• Tareas del ejercicio:
1) En el fragmento sobre la paciencia del ministro, ¿qué decidió Zapatero ante la gravedad de la situación económica?
2) Prolonga el fragmento sobre la paciencia del ministro a partir de su última frase.

• Fragmento seleccionado:
/---

Pese a su conocida paciencia, una de las pocas cosas que ha aireado de sí mismo, todo tiene un límite. Dicen sus colaboradores que nunca se enfada —"se pueden contar con los dedos de una oreja, como diría Forges" es una de sus frases favoritas para destacar lo poco que se cabrea—, pero, en los últimos tiempos, la cosa se ha complicado. Y no sólo con aquella lejana y brillante ocurrencia de los 400 euros de ZP para luchar contra la crisis que él tuvo que apagar, y tantos otros casos de descoordinación que sería difícil enumerar en unas líneas; sino con la etapa final, cuando Zapatero decidió que, ante la gravedad de la situación económica, el ministro de Economía sería él mismo, y para ello necesitaba alguien dócil.

\---

• Datos proporcionados:
/---

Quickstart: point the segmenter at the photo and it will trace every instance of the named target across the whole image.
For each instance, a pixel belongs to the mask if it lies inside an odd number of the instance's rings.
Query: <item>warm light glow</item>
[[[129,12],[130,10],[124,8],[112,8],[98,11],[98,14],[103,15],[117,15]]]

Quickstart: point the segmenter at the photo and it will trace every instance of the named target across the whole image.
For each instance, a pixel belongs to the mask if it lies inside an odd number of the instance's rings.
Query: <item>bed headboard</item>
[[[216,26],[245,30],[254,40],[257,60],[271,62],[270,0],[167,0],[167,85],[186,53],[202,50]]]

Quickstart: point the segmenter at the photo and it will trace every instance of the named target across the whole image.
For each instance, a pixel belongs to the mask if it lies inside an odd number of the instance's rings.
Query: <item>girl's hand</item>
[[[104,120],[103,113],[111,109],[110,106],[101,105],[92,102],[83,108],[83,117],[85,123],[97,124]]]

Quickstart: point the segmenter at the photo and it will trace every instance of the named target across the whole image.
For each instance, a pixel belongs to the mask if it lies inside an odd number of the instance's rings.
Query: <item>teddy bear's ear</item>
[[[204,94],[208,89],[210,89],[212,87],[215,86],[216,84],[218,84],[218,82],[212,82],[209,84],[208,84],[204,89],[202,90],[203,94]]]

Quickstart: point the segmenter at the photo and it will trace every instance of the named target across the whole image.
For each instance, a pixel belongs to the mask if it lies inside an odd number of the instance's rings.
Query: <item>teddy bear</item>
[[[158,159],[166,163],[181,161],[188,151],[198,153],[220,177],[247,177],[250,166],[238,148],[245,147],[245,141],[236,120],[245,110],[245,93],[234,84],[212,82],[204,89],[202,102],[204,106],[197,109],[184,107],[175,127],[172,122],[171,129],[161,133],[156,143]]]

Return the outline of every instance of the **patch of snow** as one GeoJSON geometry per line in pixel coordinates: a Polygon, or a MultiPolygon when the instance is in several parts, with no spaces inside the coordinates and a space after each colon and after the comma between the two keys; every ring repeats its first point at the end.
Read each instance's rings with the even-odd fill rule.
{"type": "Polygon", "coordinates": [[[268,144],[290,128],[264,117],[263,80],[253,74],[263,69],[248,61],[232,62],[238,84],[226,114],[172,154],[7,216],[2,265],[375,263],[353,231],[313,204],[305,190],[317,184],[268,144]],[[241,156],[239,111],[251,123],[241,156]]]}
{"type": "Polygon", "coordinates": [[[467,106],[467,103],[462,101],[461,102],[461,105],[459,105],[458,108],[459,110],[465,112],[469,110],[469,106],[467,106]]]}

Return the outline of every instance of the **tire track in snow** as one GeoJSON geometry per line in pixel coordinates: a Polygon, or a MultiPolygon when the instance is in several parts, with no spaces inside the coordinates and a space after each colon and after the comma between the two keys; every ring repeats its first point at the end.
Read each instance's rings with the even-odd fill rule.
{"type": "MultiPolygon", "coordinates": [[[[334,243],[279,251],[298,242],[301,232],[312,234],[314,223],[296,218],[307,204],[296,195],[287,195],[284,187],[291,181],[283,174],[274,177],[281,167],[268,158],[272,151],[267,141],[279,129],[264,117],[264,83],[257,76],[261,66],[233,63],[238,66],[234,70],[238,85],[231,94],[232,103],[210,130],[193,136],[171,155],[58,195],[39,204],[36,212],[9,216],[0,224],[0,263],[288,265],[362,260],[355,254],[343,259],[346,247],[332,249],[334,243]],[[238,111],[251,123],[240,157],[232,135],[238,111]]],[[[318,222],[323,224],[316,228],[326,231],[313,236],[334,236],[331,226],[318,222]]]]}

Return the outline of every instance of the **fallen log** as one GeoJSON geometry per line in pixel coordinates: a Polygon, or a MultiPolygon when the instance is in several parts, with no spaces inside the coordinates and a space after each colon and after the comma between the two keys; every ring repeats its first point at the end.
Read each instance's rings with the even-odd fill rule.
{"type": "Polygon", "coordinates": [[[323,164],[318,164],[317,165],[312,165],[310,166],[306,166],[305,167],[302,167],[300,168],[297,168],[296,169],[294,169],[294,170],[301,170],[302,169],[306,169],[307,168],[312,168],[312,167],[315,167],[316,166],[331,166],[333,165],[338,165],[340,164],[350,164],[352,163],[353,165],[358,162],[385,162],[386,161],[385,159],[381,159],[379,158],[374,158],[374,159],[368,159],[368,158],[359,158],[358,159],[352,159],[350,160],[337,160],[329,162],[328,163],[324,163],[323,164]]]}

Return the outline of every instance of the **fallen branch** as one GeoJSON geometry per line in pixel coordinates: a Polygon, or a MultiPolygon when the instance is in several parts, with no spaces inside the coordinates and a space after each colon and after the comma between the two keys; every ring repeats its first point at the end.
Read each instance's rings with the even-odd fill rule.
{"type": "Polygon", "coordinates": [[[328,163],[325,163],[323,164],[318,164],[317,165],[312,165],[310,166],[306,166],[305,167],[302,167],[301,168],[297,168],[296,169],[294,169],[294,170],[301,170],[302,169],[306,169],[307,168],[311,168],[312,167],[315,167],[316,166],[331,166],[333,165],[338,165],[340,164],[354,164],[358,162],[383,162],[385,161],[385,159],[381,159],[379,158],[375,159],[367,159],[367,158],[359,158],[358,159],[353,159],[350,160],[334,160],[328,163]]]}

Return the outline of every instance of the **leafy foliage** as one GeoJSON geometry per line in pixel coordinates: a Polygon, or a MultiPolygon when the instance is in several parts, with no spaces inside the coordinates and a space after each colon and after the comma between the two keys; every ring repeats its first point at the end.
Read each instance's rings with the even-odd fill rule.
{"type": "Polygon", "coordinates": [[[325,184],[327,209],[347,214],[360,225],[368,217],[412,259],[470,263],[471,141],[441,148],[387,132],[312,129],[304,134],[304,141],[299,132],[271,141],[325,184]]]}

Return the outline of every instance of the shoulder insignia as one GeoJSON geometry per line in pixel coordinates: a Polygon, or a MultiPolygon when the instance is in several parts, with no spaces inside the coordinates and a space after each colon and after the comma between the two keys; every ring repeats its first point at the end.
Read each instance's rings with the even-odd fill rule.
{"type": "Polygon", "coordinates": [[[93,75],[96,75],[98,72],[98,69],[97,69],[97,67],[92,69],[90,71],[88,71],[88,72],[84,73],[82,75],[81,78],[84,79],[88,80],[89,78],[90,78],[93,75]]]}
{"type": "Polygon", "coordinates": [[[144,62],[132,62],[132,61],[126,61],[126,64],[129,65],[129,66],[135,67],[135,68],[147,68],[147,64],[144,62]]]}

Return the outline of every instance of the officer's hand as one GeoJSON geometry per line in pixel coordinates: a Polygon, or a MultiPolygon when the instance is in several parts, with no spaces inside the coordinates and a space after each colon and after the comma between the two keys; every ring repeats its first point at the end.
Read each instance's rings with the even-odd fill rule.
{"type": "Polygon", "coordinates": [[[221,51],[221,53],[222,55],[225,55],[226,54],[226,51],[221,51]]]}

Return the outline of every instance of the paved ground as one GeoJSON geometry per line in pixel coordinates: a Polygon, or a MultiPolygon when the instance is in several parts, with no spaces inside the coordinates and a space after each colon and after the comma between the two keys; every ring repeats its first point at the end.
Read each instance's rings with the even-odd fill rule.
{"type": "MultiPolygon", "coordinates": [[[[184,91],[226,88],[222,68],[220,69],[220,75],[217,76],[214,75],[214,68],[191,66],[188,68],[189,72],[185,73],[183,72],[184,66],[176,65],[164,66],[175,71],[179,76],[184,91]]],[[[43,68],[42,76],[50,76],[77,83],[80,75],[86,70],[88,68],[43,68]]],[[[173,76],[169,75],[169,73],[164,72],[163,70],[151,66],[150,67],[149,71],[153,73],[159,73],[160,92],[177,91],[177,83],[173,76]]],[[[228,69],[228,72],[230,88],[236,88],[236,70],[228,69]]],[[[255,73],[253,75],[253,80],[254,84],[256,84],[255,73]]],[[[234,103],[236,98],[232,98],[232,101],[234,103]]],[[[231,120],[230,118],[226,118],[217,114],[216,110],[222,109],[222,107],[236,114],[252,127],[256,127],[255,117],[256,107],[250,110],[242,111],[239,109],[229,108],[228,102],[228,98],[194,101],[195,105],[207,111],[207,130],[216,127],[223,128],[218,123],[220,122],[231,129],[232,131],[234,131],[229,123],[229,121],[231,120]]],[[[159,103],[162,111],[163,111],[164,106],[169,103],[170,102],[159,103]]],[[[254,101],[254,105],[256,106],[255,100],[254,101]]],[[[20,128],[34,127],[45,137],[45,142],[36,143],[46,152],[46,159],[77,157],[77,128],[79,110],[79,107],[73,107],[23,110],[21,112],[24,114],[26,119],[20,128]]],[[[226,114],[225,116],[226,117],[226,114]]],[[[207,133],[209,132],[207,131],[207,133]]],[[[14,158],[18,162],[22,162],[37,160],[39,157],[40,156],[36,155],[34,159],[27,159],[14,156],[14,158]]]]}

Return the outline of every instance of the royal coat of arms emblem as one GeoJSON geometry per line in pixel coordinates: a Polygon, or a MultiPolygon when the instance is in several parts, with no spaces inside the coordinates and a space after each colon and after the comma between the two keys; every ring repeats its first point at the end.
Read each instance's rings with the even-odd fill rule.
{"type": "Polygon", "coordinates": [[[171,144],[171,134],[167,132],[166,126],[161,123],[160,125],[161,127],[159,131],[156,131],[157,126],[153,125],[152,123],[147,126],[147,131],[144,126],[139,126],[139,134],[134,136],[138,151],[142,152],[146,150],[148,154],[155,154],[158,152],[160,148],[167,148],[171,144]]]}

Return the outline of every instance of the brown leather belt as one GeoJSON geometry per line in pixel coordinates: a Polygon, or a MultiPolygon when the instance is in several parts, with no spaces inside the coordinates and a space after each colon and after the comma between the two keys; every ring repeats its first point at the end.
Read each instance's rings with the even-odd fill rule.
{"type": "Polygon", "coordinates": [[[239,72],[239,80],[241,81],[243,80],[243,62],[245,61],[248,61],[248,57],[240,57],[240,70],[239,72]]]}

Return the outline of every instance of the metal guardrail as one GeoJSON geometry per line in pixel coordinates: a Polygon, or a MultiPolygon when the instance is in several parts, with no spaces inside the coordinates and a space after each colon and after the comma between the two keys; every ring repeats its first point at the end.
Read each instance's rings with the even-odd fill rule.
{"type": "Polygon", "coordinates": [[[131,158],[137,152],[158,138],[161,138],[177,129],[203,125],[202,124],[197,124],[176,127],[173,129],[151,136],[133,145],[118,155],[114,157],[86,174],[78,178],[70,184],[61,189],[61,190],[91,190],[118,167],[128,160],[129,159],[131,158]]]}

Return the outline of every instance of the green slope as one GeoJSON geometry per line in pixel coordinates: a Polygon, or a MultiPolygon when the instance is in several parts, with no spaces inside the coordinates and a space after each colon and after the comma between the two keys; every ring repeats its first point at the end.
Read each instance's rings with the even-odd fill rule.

\---

• Respuestas esperadas:
1) Decidió que el ministro de Economía sería él mismo.

2)
Pero, ¿es Elena Salgado alguien dócil? Está por ver. De momento, es verdad que una vez que Solbes se ha liberado del potro de tortura, Salgado era una de sus preferidas. Muchas veces, a las 9 de la mañana, cuando Solbes ha tenido que acudir al Congreso a responder a las preguntas de la oposición, la única ministra del Gobierno que le acompañaba era Salgado. Su amistad y respeto mutuo vienen de lejos y ambos han compartido criterios, sentados juntos en el Consejo de Política Fiscal y Financiera. Otra cosa bien diferente es que sea Salgado la sucesora ideal para un vicepresidente que es, sin duda, la figura española más conocida en Bruselas, además de Joaquín Almunia. El único que ofrece respeto y confianza, que transmite seguridad en el BCE, el FMI, el Banco Mundial o en cada institución comunitaria. Algo que disfrutaban cada uno de los suyos cuando veían que por los pasillos le paraban los personajes más insospechados, incluidos colegas y primeros ministros, para consultarle o pedirle opinión.
Todo esto ya es pasado. En unas horas, este señor que el próximo 31 de agosto cumplirá 67 años, y sólo piensa en dejar las cosas bien arregladas a su sucesora, volverá a casa, su casa, como un ciudadano de a pie. Con tiempo para sus hijos y preparar un arroz socarrat como los de su madre y su abuela en el bar de la familia, con arroz bomba, naturalmente.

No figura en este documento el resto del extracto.